A Menagerie of Metaphors
Everyone likes a good animal metaphor. At least, anyone who’s any fun does. After running into some new ones at the BABS Directors Academy in January, I realised I was getting a nice little collection together, enough to share as a group.
Floddy, the Hippo of Belonging Anyone who has come to my house for coaching in the last decade will have met my side-kick Floddy the hippo. But his main claim to fame was as the personification of love and belonging needs in a session I did for LABBS directors on Maslow’s hierarchy of needs back in 2012.
Elephants appeared twice during that recent weekend. Alex and Boo de Bruin told of how in their time at Avon Harmony they would work on engaging the breath by asking singers to push Boris the purple elephant from in front of them out to the side. It wasn’t clear why Boris needed to be purple, but it was definitely an important attribute.
Jordan Travis used an elephant metaphor I first heard from David Wright, but to make a subtly different point. David said that ‘left-brain, technical coaching is like trying to kill an elephant by clogging up all its pores’ – his point being to address fundamental underlying issues in coaching rather than trying to ‘fix’ individual moments. Jordan used the same image to illuminate the problems of lack of focus in rehearsal. If you don’t have a clear sense of what you want to achieve in a particular segment, you’ll just get endlessly distracted by and fixated by details. Both are wise observations about the futility of that approach to elephanticide.

------------------------

The tasks:
a: Answer these questions using the passage on animal metaphors:
(i) In what year was the LABBS session on Maslow's hierarchy of needs held?
(ii) What color was Boris the elephant?
(iii) From whom did the writer first hear the elephant metaphor that Jordan Travis used?
b: Do these statements agree with the passage on animal metaphors? Answer yes or no for each, and quote the words that decide it.
(i) Floddy is a hippo.
(ii) The BABS Directors Academy took place in March.
(iii) Alex and Boo de Bruin explained why Boris needed to be purple.
c: Extend the passage on animal metaphors, picking up right after its last sentence.
The material after this passage comes from a different source.

------------------------

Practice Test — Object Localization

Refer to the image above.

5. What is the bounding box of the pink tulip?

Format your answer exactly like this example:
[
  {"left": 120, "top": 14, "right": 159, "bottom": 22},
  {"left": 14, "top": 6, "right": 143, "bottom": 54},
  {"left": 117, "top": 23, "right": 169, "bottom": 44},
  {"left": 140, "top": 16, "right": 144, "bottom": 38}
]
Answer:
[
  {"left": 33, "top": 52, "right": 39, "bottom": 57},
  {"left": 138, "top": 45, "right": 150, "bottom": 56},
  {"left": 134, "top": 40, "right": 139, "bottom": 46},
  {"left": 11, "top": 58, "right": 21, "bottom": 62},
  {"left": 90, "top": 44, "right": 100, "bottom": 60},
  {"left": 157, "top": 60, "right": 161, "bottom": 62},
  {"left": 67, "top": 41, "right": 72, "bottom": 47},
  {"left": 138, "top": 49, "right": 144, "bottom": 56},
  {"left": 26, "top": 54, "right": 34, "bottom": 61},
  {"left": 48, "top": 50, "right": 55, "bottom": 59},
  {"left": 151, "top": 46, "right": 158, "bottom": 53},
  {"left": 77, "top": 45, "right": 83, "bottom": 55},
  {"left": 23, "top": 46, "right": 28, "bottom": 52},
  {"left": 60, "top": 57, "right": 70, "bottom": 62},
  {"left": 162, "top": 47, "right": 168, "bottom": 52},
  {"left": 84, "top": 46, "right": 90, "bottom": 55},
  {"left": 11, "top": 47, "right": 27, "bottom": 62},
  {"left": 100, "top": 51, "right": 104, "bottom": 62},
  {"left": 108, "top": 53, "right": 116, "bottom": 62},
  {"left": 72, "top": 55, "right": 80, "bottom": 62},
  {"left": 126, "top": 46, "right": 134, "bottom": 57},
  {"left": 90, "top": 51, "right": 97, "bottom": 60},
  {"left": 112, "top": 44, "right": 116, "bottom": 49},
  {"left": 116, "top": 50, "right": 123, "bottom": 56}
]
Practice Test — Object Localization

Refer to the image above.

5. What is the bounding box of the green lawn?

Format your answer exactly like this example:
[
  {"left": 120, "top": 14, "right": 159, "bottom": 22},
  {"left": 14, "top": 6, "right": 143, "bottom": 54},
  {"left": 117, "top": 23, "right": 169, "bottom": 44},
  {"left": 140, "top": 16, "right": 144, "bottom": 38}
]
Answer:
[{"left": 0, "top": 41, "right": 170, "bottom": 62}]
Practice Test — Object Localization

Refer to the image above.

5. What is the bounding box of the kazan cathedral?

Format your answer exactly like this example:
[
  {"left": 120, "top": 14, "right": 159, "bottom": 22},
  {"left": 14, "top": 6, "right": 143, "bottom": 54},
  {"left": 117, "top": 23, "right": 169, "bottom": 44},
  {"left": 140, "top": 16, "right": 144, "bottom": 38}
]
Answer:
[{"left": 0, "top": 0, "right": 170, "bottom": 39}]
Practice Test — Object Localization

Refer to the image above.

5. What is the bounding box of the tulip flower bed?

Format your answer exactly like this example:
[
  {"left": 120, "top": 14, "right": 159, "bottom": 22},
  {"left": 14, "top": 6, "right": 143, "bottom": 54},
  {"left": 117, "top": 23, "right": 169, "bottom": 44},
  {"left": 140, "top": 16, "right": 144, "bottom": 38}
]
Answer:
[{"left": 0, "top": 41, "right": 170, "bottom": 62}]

------------------------

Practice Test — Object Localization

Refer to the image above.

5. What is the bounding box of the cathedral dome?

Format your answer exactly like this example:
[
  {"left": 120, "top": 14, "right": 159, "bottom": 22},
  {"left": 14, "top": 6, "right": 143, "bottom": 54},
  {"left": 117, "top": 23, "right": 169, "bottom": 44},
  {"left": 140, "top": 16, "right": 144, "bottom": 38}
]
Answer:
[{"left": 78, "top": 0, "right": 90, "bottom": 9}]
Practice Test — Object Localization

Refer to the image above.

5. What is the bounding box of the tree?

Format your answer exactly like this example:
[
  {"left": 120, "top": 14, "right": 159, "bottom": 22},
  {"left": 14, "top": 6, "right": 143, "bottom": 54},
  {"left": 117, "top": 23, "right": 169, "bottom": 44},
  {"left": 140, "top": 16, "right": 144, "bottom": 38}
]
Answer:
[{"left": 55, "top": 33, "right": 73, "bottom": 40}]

------------------------

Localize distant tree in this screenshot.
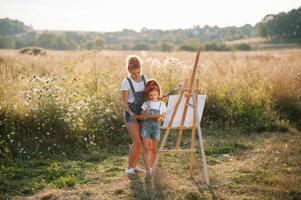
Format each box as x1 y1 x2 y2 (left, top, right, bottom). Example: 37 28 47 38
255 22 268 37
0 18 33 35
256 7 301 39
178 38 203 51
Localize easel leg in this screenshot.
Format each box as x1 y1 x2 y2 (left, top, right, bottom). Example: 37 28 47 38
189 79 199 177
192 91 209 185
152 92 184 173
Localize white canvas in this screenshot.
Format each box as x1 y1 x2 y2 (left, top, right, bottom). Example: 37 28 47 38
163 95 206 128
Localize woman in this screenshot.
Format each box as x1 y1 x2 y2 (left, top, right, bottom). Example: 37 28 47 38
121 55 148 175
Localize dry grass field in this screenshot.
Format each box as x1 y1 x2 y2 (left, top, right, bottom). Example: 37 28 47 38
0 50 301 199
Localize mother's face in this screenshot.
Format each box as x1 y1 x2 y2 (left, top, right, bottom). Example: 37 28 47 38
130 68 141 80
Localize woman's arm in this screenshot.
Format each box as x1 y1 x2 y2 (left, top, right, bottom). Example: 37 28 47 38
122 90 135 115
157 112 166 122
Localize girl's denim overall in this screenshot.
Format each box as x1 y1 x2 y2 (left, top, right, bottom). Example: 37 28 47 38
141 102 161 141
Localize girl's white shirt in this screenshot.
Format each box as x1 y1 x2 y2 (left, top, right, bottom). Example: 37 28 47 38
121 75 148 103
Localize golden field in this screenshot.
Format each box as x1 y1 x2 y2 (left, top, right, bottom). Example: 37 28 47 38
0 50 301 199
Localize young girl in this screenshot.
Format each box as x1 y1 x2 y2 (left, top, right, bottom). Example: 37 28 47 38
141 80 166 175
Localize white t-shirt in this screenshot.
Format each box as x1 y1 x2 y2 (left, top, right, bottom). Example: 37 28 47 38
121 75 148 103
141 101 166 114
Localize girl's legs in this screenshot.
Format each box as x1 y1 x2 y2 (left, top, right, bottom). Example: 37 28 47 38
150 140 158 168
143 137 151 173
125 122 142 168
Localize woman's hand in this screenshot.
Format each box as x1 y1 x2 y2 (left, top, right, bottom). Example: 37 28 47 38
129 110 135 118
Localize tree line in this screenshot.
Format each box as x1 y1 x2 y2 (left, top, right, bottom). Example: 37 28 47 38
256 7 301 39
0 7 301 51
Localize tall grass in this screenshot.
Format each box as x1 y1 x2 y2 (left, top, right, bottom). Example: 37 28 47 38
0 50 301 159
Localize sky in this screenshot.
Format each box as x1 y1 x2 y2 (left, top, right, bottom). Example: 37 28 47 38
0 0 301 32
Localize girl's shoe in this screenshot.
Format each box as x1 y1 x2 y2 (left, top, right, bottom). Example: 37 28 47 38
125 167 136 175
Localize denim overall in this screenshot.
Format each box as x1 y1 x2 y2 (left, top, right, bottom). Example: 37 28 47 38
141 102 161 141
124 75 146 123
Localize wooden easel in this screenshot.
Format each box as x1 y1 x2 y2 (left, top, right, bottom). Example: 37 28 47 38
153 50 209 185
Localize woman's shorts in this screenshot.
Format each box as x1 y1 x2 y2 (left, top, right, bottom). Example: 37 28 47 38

------------------------

Responses by task:
a:
(i) 2012
(ii) Purple
(iii) David Wright

b:
(i) Yes: "my side-kick Floddy the hippo"
(ii) No: "at the BABS Directors Academy in January"
(iii) No: "It wasn’t clear why Boris needed to be purple"

c:
A surprised giraffe popped up in conversation too. This is the brain-child of Andy Allen from Hallmark of Harmony: imagine that you are a giraffe, about to take a mouthful of leaves from a bush, and you suddenly spot a beautiful flower on it. It surprises you so much you come back upright to look at it. And thereby achieve a nicely poised alignment of head and neck, as well as an emotional tone well suited to singing. As with Boris, I’m not sure how well this image comes over in print, but I can assure you it is most appealing when narrated and demonstrated by Sam Hubbard.
The kangaroo is an animal persona I have been living with since last summer, when Mo Field suggested it to me as a way to organise my conducting stance. It was perfectly suited to capture several things I had been working on via Alexander Technique, but coming holistically in a single image allowed me to free up cognitive resources so I could integrate it more easily with attending to the music.
The huge long feet connect me to the ground, while the long, counter-balanced tail keeps my back open and free. (It was such a vivid image that for the first week or two of playing with the image I felt rather disturbed sitting in closed-backed chairs – where was my tail to go??) I forget the role that the ‘big-ass thighs’ played in the process, but I remember the relish with which Mo enjoined me to own them.
At the same time, the contained poise of the arms fit comfortably with my style of gesture, and the head position prefigured my later acquaintance with the giraffe. Mo didn’t mention this bit, but I like feeling I have a little pouch on my tummy to hold the music (and I mean that both in the literal sense of the sheet music and the abstract sense of how music feels).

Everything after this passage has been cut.